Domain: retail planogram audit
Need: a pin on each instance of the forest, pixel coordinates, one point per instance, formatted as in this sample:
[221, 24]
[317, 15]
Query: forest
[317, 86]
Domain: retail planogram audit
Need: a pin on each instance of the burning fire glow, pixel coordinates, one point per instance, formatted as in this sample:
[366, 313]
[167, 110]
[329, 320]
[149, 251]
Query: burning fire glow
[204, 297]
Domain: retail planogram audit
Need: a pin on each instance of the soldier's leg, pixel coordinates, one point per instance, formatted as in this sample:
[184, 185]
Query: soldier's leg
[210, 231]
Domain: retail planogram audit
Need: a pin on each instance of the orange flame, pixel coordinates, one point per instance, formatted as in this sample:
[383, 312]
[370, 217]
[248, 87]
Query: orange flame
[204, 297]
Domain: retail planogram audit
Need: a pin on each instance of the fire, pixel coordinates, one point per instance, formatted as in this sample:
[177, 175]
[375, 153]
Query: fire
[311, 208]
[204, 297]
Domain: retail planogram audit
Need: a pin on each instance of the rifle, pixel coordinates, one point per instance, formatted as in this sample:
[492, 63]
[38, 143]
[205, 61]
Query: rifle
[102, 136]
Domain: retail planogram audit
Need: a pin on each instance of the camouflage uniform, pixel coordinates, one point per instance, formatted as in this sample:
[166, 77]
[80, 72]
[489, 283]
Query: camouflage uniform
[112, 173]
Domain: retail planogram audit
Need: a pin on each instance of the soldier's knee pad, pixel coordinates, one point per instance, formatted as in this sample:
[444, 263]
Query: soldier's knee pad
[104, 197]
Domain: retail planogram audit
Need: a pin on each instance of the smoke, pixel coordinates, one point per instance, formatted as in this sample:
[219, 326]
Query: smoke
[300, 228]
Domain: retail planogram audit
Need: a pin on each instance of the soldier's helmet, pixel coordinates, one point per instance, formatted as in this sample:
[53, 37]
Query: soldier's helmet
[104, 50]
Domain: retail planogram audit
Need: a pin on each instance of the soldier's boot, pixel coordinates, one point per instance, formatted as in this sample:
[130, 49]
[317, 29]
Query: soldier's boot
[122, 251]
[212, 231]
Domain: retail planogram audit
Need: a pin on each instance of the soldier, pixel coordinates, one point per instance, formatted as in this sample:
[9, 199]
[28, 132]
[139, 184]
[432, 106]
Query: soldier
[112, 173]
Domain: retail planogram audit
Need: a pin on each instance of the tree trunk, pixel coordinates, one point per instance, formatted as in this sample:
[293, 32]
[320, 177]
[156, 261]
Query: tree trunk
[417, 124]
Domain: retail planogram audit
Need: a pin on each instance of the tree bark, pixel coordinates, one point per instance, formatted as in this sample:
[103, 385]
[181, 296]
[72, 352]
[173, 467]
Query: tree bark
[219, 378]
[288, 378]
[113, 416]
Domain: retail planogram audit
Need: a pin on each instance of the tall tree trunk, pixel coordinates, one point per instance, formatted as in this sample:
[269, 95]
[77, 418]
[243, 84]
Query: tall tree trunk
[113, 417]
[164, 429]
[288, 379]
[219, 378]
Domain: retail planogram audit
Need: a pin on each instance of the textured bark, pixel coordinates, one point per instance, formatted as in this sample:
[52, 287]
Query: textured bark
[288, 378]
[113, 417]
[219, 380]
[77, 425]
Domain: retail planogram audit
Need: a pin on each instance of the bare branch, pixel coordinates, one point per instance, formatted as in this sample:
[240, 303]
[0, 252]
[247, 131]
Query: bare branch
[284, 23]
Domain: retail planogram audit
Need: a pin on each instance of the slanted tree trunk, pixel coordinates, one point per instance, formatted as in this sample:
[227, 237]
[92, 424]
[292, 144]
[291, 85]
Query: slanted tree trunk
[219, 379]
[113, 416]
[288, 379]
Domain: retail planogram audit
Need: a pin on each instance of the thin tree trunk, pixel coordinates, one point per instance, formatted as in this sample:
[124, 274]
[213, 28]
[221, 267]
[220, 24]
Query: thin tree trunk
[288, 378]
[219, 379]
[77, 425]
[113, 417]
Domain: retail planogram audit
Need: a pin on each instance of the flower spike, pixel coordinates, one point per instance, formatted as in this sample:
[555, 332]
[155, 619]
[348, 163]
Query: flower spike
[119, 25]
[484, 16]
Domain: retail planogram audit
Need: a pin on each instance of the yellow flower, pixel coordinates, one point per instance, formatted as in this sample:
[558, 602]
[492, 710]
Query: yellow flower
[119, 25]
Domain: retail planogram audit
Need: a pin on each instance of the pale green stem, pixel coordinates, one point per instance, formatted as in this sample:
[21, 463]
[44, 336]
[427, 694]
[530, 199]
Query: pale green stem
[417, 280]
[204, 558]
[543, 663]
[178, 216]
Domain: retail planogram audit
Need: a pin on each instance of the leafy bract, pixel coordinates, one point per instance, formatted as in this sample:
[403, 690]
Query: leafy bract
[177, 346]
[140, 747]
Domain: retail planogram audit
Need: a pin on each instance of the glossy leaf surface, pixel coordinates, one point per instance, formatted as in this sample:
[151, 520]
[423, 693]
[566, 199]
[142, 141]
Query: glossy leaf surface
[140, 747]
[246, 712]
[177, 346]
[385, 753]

Task brief: Take the entries and copy them out exactly.

Result of this task:
Domain: retail planogram audit
Need: a pin on each instance of the forest, pixel coordinates, one point per instance, formatted as in this sample:
[221, 24]
[317, 15]
Query: forest
[317, 86]
Domain: retail planogram audit
Need: a pin on each instance of the burning fire glow, pixel coordinates, one point per instance, formatted as in this sample:
[366, 313]
[167, 110]
[329, 320]
[149, 251]
Query: burning fire glow
[204, 297]
Domain: retail planogram audit
Need: a pin on each instance of the soldier's leg, pixel coordinates, one point per instance, formatted as in this sample:
[184, 185]
Query: soldier's leg
[210, 231]
Domain: retail planogram audit
Need: a pin on each instance of the orange flame, pixel coordinates, one point per instance, formatted as in this sample:
[383, 312]
[370, 217]
[248, 87]
Query: orange flame
[204, 297]
Domain: retail planogram audit
Need: a pin on each instance of the fire, pixel coordinates, one point per instance, formatted as in this sample:
[177, 175]
[375, 153]
Query: fire
[311, 208]
[204, 297]
Domain: retail planogram audit
Need: a pin on each instance of the rifle, pixel coordinates, one point per instance, formatted as in this sample:
[492, 63]
[38, 143]
[205, 61]
Query: rifle
[102, 136]
Domain: retail planogram audit
Need: a pin on each instance of the camouflage uniform, pixel coordinates, one point per instance, formatted as in this sample:
[166, 77]
[80, 72]
[489, 283]
Query: camouflage uniform
[112, 173]
Domain: retail planogram audit
Need: a pin on each instance of the soldier's knee pad, pixel coordinates, one point per instance, formatted as in this sample:
[444, 263]
Query: soldier's knee pad
[104, 197]
Domain: retail planogram audit
Need: a pin on each instance of the smoke, pixel coordinates, one point per instance, formatted as in this sample:
[219, 326]
Query: smoke
[300, 228]
Domain: retail planogram audit
Need: a pin on each instance of the soldier's helmet, pixel coordinates, one point per instance, formatted as in this sample:
[53, 37]
Query: soldier's helmet
[104, 50]
Domain: retail planogram audit
Need: a pin on each instance of the soldier's boot, pixel coordinates, one point per instance, formatted as in this sample:
[130, 49]
[317, 29]
Query: soldier's boot
[122, 251]
[212, 231]
Domain: retail planogram audit
Need: a pin on each instance of the soldier, pixel coordinates, one point per instance, formatted as in this sample:
[9, 199]
[28, 132]
[139, 184]
[432, 106]
Query: soldier
[112, 173]
Domain: retail planogram audit
Need: a pin on each instance of the tree trunk, pixel coordinates, one point per instance, formatted as in this sample:
[293, 32]
[320, 177]
[156, 261]
Query: tree trunk
[417, 124]
Domain: retail planogram audit
Need: a pin on each instance of the tree bark, pixel coordinates, one point per instance, formatted as in this sample:
[103, 385]
[181, 296]
[72, 352]
[173, 467]
Query: tree bark
[219, 378]
[288, 378]
[113, 416]
Domain: retail planogram audit
Need: a pin on each instance of the tall tree trunk, pixel coordinates, one point per instance, formatted as in this sample:
[269, 95]
[77, 418]
[243, 84]
Query: tall tree trunk
[113, 417]
[164, 429]
[288, 379]
[219, 378]
Domain: retail planogram audit
Need: a pin on each instance of the textured bark, pixel coordinates, one point per instance, formatted as in this sample:
[52, 287]
Query: textured bark
[288, 378]
[113, 417]
[219, 380]
[77, 425]
Domain: retail planogram audit
Need: a pin on each instance of the bare branch, pixel coordinates, one point per instance, formatted as in this sample:
[240, 303]
[0, 252]
[247, 131]
Query: bare branch
[284, 23]
Domain: retail planogram audit
Need: a pin on each instance of the slanted tree trunk, pixel coordinates, one point per instance, formatted as in this sample:
[227, 237]
[92, 424]
[292, 144]
[291, 85]
Query: slanted tree trunk
[219, 379]
[113, 416]
[288, 379]
Domain: retail planogram audit
Need: a pin on each instance of the thin tree trunk, pixel coordinates, one point per instance, formatted as in this sample:
[124, 274]
[213, 28]
[221, 267]
[220, 24]
Query: thin tree trunk
[288, 378]
[219, 379]
[77, 425]
[113, 417]
Domain: retail planogram audit
Need: a pin on each instance of the flower spike, pixel coordinates, one point per instance, formatted as in this sample:
[555, 332]
[155, 619]
[348, 163]
Query: flower spike
[119, 25]
[484, 16]
Domain: retail planogram audit
Need: a pin on each instance of the yellow flower, pixel coordinates, one point per instance, formatted as in this sample:
[558, 602]
[492, 710]
Query: yellow flower
[119, 25]
Domain: retail planogram audit
Need: a pin on each instance of the pale green stem, pixel coordinates, one point per instance, formatted as in this sample:
[21, 463]
[44, 336]
[427, 694]
[530, 199]
Query: pale green stem
[417, 280]
[204, 558]
[543, 663]
[178, 216]
Domain: retail planogram audit
Need: a pin on each instance of the leafy bract, pixel coordinates, one point per instance, formatted as in this sample:
[403, 690]
Query: leafy bract
[177, 346]
[140, 747]
Domain: retail planogram audit
Need: a pin on each instance of the glossy leaf surface, pixel coordinates, one point per instance, formatted as in this sample:
[151, 520]
[423, 693]
[566, 199]
[142, 141]
Query: glossy leaf surface
[140, 747]
[246, 712]
[177, 346]
[385, 753]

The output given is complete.